### PROVIDED ENTRIES
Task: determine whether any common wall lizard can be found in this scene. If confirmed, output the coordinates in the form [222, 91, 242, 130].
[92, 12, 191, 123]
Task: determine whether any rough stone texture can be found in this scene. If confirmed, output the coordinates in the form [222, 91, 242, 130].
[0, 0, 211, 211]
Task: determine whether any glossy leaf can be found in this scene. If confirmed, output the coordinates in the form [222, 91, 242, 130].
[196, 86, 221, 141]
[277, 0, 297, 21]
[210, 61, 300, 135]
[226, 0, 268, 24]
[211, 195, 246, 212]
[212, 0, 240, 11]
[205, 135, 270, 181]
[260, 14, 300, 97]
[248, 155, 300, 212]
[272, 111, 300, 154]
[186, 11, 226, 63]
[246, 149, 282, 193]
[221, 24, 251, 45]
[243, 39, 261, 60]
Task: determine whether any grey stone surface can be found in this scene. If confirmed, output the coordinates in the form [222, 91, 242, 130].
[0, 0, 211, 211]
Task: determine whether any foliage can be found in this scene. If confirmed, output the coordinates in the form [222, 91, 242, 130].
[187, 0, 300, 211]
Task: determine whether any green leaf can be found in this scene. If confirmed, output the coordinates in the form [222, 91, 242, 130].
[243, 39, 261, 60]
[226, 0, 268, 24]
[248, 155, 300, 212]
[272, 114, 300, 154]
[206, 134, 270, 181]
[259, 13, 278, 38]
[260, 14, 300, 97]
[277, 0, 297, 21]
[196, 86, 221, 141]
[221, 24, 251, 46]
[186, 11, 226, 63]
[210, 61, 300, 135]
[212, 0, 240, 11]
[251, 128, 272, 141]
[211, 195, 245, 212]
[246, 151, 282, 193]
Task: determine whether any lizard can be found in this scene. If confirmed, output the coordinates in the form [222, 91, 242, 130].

### THE EXERCISE
Count the lines in the items above that contain the word "lizard", and give only that number.

### FINAL RESULT
2